(Passage to read):
■ ■ ■ ■ ■

AgriGemma-3n Preview: On-Device Agricultural Intelligence
Transforming crop disease diagnosis with on-device multimodal AI

Introduction
Every year, crop diseases destroy approximately 20-40% of global agricultural production, translating to economic losses exceeding $220 billion. For smallholder farmers in developing regions, these losses can mean the difference between prosperity and poverty. While agricultural experts exist, their reach is limited. For instance in Sub-Saharan Africa, the ratio of extension workers to farmers can be as low as 1:1000.
Traditional computer vision approaches to crop disease diagnosis, while technically impressive, fail to bridge the knowledge gap. They can identify diseases but cannot engage in the nuanced, conversational support farmers need: understanding symptoms, explaining disease progression, recommending context-appropriate treatments, and personalized assistance.

■ ■ ■ ■ ■

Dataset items
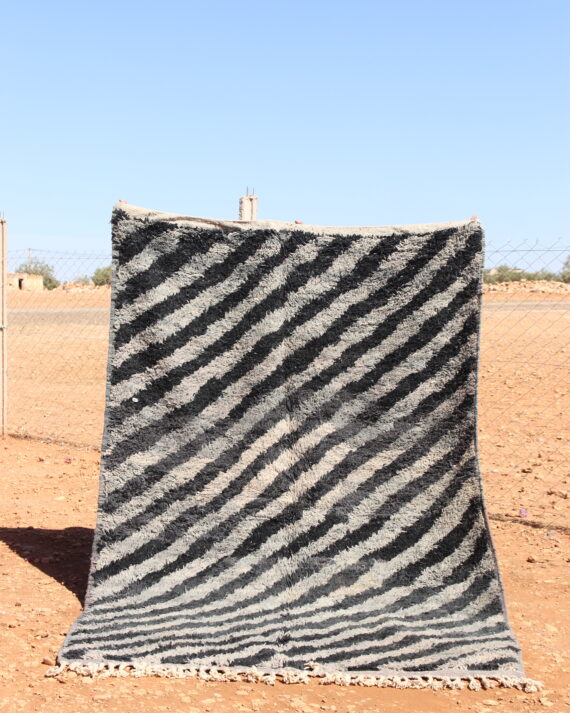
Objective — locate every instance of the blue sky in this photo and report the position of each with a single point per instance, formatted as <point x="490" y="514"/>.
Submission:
<point x="362" y="113"/>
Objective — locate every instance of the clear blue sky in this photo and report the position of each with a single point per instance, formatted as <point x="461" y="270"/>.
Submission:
<point x="362" y="113"/>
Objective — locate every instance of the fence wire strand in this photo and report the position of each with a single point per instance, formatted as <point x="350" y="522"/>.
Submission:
<point x="57" y="353"/>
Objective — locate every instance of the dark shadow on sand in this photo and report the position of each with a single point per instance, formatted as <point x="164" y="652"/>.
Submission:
<point x="61" y="554"/>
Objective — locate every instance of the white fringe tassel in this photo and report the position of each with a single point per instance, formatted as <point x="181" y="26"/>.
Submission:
<point x="252" y="675"/>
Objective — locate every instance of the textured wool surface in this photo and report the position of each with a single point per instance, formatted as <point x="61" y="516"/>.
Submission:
<point x="289" y="474"/>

■ ■ ■ ■ ■

(Your objective): In the text on crop disease diagnosis, how low can the ratio of extension workers to farmers be in Sub-Saharan Africa?

(Solution): 1:1000